* Start GIVEN DATA *

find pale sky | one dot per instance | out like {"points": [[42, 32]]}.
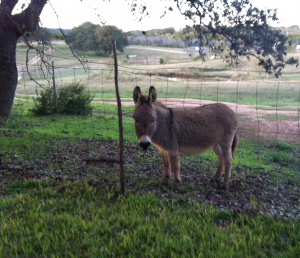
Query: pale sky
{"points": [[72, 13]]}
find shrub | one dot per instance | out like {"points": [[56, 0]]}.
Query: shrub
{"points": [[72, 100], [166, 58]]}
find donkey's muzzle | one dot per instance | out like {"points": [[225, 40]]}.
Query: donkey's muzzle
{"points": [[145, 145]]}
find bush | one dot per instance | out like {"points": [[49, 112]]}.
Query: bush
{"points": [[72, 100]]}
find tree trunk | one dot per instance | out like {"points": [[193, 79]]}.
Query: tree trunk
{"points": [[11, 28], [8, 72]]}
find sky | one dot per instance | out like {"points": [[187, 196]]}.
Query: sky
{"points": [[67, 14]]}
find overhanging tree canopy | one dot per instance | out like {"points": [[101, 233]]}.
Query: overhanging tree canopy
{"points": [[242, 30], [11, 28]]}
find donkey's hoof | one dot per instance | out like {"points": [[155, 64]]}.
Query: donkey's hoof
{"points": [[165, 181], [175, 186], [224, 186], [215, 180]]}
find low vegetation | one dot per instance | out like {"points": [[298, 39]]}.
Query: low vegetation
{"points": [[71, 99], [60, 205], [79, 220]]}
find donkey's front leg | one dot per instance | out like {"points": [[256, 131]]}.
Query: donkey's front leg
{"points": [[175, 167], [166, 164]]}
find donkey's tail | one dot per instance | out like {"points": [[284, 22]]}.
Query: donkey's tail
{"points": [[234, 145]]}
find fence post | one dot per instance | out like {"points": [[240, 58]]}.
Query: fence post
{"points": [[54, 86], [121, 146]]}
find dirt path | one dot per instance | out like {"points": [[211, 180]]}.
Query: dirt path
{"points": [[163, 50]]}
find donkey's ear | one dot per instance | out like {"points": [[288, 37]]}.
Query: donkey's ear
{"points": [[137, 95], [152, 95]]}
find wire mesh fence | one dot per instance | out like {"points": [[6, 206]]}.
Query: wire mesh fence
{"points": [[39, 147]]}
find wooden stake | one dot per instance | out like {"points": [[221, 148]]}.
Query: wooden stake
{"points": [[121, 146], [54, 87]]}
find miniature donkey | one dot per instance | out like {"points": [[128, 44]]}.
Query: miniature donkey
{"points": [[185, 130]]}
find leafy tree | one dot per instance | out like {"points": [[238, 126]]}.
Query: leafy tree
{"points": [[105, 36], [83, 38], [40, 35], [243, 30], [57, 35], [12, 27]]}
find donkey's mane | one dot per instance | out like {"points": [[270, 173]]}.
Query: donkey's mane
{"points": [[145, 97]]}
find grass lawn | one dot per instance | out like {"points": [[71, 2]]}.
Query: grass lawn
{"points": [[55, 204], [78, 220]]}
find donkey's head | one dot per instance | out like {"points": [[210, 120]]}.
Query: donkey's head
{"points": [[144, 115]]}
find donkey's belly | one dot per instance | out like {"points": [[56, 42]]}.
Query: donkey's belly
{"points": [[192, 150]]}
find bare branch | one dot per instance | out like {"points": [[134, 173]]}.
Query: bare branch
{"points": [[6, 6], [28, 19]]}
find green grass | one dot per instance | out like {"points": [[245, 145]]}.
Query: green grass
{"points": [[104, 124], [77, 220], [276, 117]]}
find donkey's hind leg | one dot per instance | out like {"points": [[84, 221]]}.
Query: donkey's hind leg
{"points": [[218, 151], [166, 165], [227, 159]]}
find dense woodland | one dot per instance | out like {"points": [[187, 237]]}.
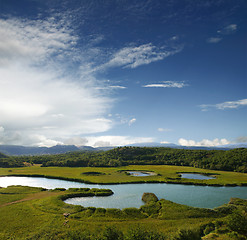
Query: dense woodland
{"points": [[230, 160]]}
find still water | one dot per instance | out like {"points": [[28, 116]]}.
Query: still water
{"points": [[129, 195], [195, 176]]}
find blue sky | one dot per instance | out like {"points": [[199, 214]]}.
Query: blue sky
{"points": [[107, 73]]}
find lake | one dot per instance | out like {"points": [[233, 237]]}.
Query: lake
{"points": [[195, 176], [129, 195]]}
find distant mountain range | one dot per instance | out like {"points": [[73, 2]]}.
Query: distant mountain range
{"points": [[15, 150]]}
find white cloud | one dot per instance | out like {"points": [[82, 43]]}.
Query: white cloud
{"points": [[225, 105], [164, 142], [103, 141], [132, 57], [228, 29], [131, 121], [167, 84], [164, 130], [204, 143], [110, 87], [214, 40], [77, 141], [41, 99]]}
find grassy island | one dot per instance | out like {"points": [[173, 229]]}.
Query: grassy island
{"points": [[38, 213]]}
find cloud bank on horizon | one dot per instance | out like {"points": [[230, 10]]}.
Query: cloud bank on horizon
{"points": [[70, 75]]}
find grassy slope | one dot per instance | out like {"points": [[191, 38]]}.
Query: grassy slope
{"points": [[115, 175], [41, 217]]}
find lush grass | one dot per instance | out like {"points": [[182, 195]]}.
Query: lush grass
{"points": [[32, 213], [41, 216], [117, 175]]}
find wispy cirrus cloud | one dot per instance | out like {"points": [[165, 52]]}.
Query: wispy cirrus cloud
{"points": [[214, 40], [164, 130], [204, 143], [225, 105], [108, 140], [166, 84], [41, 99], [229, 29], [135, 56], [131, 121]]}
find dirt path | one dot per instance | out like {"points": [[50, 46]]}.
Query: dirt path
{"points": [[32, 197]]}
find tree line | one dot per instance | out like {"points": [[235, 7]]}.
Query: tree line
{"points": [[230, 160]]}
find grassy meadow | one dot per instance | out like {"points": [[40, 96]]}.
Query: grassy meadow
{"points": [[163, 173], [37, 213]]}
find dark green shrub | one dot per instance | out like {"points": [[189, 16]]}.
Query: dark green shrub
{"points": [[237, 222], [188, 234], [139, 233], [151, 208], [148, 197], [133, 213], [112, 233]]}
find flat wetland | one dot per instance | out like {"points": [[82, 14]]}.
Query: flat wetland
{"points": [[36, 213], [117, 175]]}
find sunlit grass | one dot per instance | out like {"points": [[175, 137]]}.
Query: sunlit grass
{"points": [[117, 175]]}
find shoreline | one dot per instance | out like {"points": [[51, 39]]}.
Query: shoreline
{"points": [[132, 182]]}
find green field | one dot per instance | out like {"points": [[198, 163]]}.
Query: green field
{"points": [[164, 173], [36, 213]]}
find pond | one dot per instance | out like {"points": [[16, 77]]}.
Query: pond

* End GIVEN DATA *

All records must be output exactly as they are, except for the pictures, which are left out.

→ RESULT OF THE TASK
find pale sky | one dot per instance | out like {"points": [[42, 32]]}.
Query: pale sky
{"points": [[72, 13]]}
find shrub | one dot per instance | out like {"points": [[56, 0]]}.
Query: shrub
{"points": [[72, 100], [166, 58]]}
find donkey's muzzle | one dot per instance | out like {"points": [[225, 40]]}.
Query: donkey's muzzle
{"points": [[145, 145]]}
find bush | one dot per instance | out like {"points": [[49, 112]]}.
Query: bush
{"points": [[72, 100]]}
find tree trunk | one dot per instance | out like {"points": [[193, 79]]}.
Query: tree trunk
{"points": [[11, 28], [8, 72]]}
find sky | one dot per instance | out like {"points": [[187, 196]]}.
Query: sky
{"points": [[67, 14]]}
find overhanging tree canopy | one dot per instance | out like {"points": [[101, 233]]}.
Query: overhanging tree canopy
{"points": [[242, 30], [11, 28]]}
find donkey's hoof | one dot per instance | out like {"points": [[155, 64]]}.
Query: donkey's hoof
{"points": [[165, 181], [175, 186], [224, 186], [215, 180]]}
find low vegetation | one dot per instance | out like {"points": [[298, 39]]}.
Query: low vegetation
{"points": [[71, 99], [60, 205], [79, 220]]}
find donkey's front leg | one dot per instance | out like {"points": [[256, 131]]}.
Query: donkey's front leg
{"points": [[175, 167], [166, 164]]}
find donkey's tail | one dot per instance | out like {"points": [[284, 22]]}.
Query: donkey's tail
{"points": [[234, 145]]}
find fence post | one dot per instance | out like {"points": [[240, 58]]}.
Query: fence post
{"points": [[54, 86], [121, 146]]}
find dirt path | one dot per instance | out like {"points": [[211, 180]]}.
Query: dirt path
{"points": [[163, 50]]}
find donkey's ear | one dot per instance | out like {"points": [[288, 37]]}.
Query: donkey's ear
{"points": [[137, 95], [152, 95]]}
find wire mesh fence | one dot per instance | out like {"points": [[6, 206]]}.
Query: wire mesh fence
{"points": [[39, 147]]}
find wooden stake | one dot per instance | out like {"points": [[221, 148]]}.
Query: wooden stake
{"points": [[121, 146], [54, 87]]}
find miniature donkey | one dot per instance | out like {"points": [[128, 44]]}.
Query: miniature donkey
{"points": [[185, 130]]}
find leafy tree | one dot per instance | out like {"points": [[238, 126]]}.
Query: leafy tree
{"points": [[105, 36], [83, 38], [40, 35], [243, 30], [57, 35], [12, 27]]}
find donkey's mane | one dot per instance | out like {"points": [[270, 173]]}.
Query: donkey's mane
{"points": [[145, 97]]}
find grass lawn | one dot per instance | out like {"points": [[71, 2]]}.
Query: grass lawn
{"points": [[55, 204], [78, 220]]}
find donkey's head | one dot per instance | out like {"points": [[210, 120]]}.
Query: donkey's head
{"points": [[144, 115]]}
find donkey's belly | one dot per instance | out like {"points": [[56, 42]]}.
Query: donkey's belly
{"points": [[192, 150]]}
find bare branch | one dot per instance | out like {"points": [[134, 173]]}.
Query: bare branch
{"points": [[6, 6], [28, 19]]}
find green grass | one dot per instance | out like {"points": [[245, 145]]}.
Query: green grass
{"points": [[104, 124], [77, 220], [276, 117]]}
find donkey's hind leg | one dot per instance | out like {"points": [[84, 221]]}.
Query: donkey's hind leg
{"points": [[218, 151], [166, 165], [227, 159]]}
find dense woodland | one dot per instance | out like {"points": [[187, 237]]}.
Query: dense woodland
{"points": [[230, 160]]}
find still water | one dot per instance | out like {"points": [[28, 116]]}.
Query: still water
{"points": [[129, 195], [195, 176]]}
find blue sky | one dot per instance | out like {"points": [[199, 214]]}.
Query: blue sky
{"points": [[107, 73]]}
find lake | one dot per instance | out like {"points": [[233, 237]]}.
Query: lake
{"points": [[195, 176], [129, 195]]}
find distant mountain range | one dot per instance | out like {"points": [[73, 2]]}.
Query: distant mountain range
{"points": [[15, 150]]}
find white cloud | one dot per instance | out like {"points": [[82, 43]]}.
Query: white cloud
{"points": [[225, 105], [164, 142], [103, 141], [132, 57], [228, 29], [131, 121], [167, 84], [164, 130], [204, 143], [110, 87], [214, 40], [77, 141], [41, 99]]}
find grassy island | one dot per instance | out like {"points": [[173, 229]]}.
Query: grassy island
{"points": [[38, 213]]}
find cloud bank on horizon | one dot per instance | out like {"points": [[230, 10]]}.
Query: cloud bank on horizon
{"points": [[70, 75]]}
find grassy slope | one dot per instance | out like {"points": [[191, 38]]}.
Query: grassy slope
{"points": [[115, 175], [41, 217]]}
find lush grass | one dot per instance | out like {"points": [[182, 195]]}.
Query: lush grass
{"points": [[32, 213], [41, 216], [117, 175]]}
find wispy cirrus cloud | one dot per instance | out like {"points": [[165, 52]]}.
Query: wispy cirrus cloud
{"points": [[214, 40], [164, 130], [204, 143], [225, 105], [108, 140], [166, 84], [41, 99], [229, 29], [135, 56], [131, 121]]}
find dirt path | one dot per instance | out like {"points": [[50, 46]]}.
Query: dirt path
{"points": [[32, 197]]}
find tree line | one dot per instance | out like {"points": [[235, 7]]}.
Query: tree line
{"points": [[230, 160]]}
find grassy meadow | one dot per instance | out like {"points": [[40, 96]]}.
Query: grassy meadow
{"points": [[163, 173], [37, 213]]}
find dark green shrub | one dot per instance | out like {"points": [[189, 16]]}.
Query: dark green shrub
{"points": [[237, 222], [188, 234], [139, 233], [151, 208], [148, 197], [133, 213], [112, 233]]}
find flat wetland | one dot per instance | out like {"points": [[82, 14]]}.
Query: flat wetland
{"points": [[36, 213], [117, 175]]}
find sunlit grass | one dot per instance | out like {"points": [[175, 137]]}.
Query: sunlit grass
{"points": [[117, 175]]}
find shoreline | one dot per instance | out like {"points": [[51, 39]]}.
Query: shoreline
{"points": [[132, 182]]}
find green field | one dot per instance | out like {"points": [[198, 163]]}.
Query: green field
{"points": [[164, 173], [36, 213]]}
find pond | one dot per instance | out like {"points": [[16, 77]]}.
Query: pond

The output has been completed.